> **What to produce**:
Rewrite all the lines of the material below, requests included, scaling every point coordinate in the answers by 2.4 and rounding to the nearest whole number, with halves rounded up. Leave the numbers in the requests and their format samples unchanged.

** start of Dataset **

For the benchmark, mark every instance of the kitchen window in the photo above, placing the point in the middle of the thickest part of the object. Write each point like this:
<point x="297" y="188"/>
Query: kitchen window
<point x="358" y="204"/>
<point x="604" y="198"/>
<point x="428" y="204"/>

** end of Dataset **

> **Full output**:
For the benchmark, mark every instance of the kitchen window in the photo above, placing the point in the middle of the thickest part of the object. Write each point like this:
<point x="297" y="188"/>
Query: kitchen window
<point x="859" y="490"/>
<point x="1450" y="475"/>
<point x="1027" y="490"/>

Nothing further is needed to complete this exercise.